WHAT NEEDS TO BE DONE: Give the lines of the items as a numbered list with blank lines left out, starting with the line containing "Target: man standing in boat" and continuing through the end of the items.

===== TASK MATERIAL =====

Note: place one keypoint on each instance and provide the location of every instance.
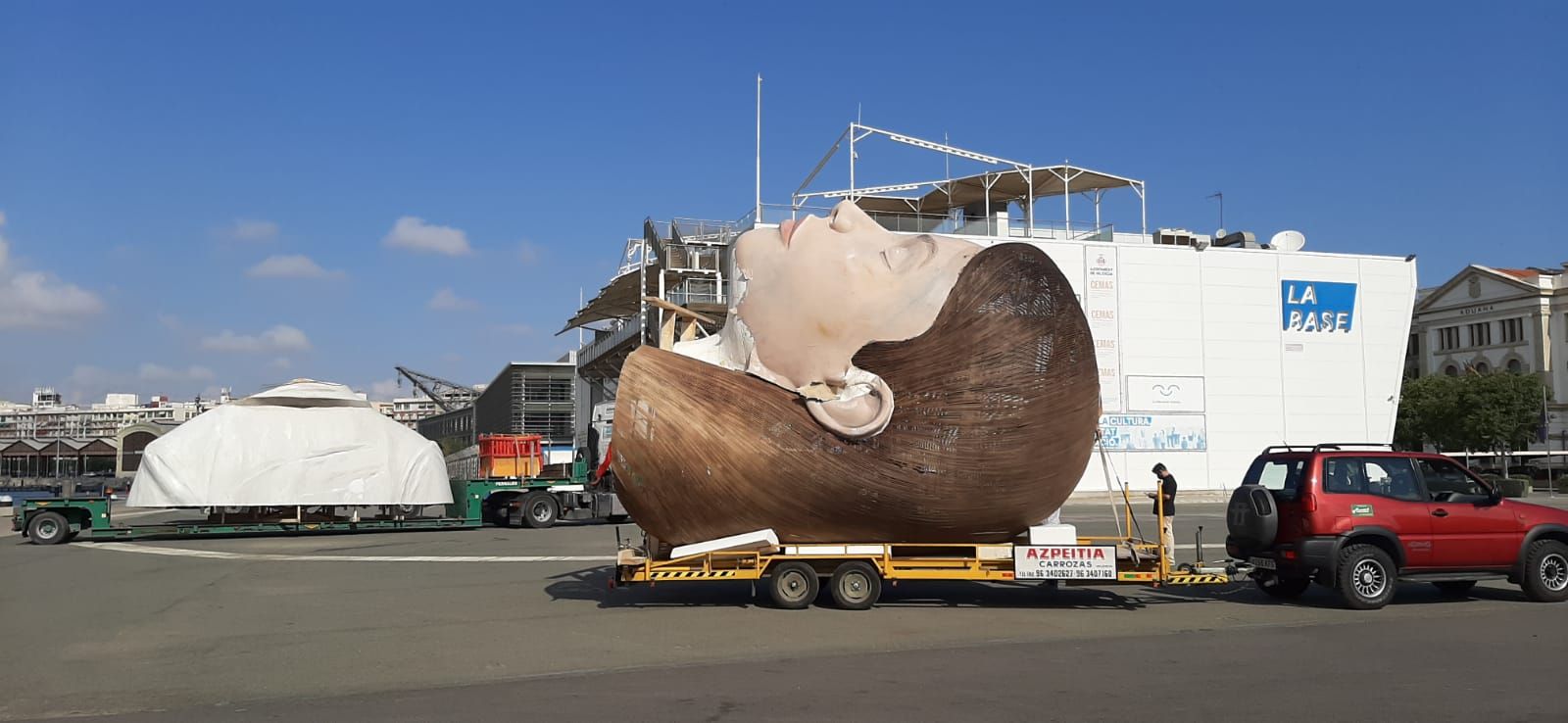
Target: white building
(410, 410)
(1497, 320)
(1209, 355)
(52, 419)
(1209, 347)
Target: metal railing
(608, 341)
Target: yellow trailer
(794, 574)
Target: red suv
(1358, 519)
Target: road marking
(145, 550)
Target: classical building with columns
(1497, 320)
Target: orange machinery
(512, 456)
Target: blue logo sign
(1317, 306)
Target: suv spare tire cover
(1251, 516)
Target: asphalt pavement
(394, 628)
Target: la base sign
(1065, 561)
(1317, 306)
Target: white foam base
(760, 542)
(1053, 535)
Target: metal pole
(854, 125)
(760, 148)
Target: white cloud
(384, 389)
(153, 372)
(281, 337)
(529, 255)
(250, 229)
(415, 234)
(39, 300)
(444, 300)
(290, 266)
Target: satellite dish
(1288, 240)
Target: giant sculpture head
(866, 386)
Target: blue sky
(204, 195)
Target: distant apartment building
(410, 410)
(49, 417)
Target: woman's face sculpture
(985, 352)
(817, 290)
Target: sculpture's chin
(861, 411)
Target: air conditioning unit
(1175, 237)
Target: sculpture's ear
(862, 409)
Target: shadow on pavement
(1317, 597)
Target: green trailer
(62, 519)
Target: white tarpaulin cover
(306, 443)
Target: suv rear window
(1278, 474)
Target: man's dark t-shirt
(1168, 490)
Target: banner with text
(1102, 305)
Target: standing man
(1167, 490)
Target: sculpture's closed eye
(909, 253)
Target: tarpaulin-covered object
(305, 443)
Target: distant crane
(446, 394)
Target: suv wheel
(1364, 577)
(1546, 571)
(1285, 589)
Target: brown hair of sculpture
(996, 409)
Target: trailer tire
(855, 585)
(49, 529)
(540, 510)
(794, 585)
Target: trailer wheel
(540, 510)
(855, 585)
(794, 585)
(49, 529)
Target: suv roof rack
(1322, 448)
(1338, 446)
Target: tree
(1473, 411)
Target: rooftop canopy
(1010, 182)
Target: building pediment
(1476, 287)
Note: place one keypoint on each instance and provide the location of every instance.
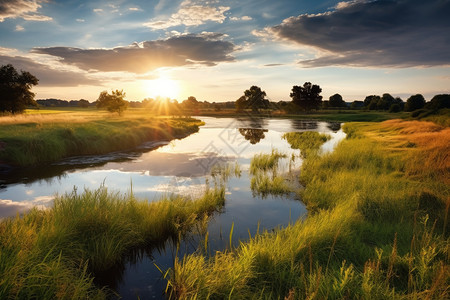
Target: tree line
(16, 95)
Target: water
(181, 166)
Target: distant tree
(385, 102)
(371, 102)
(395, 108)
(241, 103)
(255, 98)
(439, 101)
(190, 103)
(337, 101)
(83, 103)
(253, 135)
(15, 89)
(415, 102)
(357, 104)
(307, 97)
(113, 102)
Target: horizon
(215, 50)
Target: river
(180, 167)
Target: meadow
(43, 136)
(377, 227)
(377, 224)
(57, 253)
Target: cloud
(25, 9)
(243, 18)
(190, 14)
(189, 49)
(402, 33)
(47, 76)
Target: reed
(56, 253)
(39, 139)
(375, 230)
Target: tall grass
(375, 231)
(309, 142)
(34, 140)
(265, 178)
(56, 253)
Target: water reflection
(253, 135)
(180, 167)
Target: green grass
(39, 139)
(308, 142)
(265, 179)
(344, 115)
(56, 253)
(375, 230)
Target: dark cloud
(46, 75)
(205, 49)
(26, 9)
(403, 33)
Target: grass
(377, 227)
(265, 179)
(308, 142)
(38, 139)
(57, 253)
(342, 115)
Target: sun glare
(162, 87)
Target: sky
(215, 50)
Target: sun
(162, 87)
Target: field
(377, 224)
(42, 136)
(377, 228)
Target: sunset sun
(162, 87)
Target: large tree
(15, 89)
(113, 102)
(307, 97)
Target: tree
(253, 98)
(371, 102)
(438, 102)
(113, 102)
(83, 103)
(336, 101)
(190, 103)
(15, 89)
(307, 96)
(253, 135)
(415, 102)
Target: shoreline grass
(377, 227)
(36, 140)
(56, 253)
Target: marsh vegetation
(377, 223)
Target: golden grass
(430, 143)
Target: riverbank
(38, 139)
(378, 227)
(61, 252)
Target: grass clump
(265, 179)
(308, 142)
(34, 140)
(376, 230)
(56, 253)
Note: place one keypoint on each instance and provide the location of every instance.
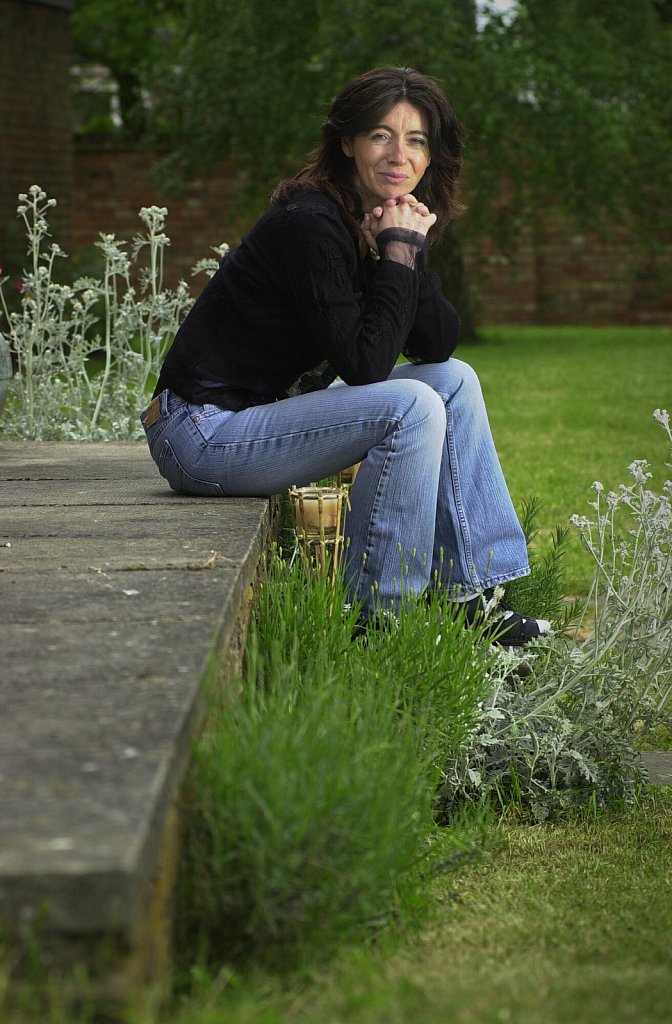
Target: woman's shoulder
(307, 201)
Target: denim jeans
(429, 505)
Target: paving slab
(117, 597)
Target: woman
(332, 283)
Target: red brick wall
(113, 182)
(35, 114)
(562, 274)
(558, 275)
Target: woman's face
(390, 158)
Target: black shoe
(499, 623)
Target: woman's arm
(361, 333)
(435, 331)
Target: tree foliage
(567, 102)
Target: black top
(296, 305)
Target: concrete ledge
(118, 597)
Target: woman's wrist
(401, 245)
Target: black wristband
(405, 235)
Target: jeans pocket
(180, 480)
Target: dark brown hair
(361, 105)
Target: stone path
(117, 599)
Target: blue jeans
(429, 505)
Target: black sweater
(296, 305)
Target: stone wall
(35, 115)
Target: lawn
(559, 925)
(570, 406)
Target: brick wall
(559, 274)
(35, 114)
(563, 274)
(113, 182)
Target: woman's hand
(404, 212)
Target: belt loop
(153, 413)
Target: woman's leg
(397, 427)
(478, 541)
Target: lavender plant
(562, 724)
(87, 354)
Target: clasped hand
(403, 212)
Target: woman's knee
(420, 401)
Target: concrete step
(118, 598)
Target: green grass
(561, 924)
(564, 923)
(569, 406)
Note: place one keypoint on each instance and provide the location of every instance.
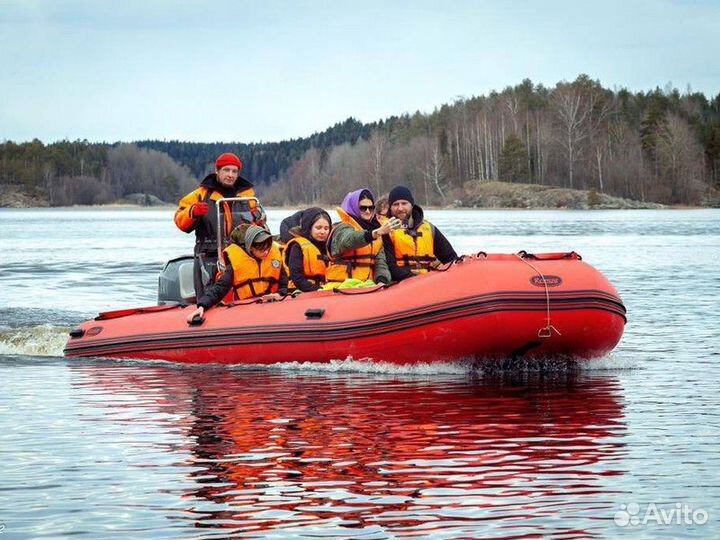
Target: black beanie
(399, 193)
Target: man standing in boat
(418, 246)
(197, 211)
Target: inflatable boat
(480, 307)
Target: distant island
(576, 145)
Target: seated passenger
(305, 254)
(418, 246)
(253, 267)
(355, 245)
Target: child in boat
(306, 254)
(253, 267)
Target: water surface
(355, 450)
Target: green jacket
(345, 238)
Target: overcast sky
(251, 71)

=====

COMPLETED TASK:
1. Target: man standing in boat
2. (418, 246)
3. (197, 211)
4. Target: inflatable boat
5. (480, 307)
6. Target: distant island
7. (576, 145)
8. Target: seated passenger
9. (305, 254)
10. (418, 246)
11. (253, 267)
12. (355, 245)
13. Target: child in boat
14. (306, 254)
15. (253, 267)
16. Target: water surface
17. (355, 450)
18. Target: green jacket
19. (345, 238)
20. Target: overcast sky
21. (251, 71)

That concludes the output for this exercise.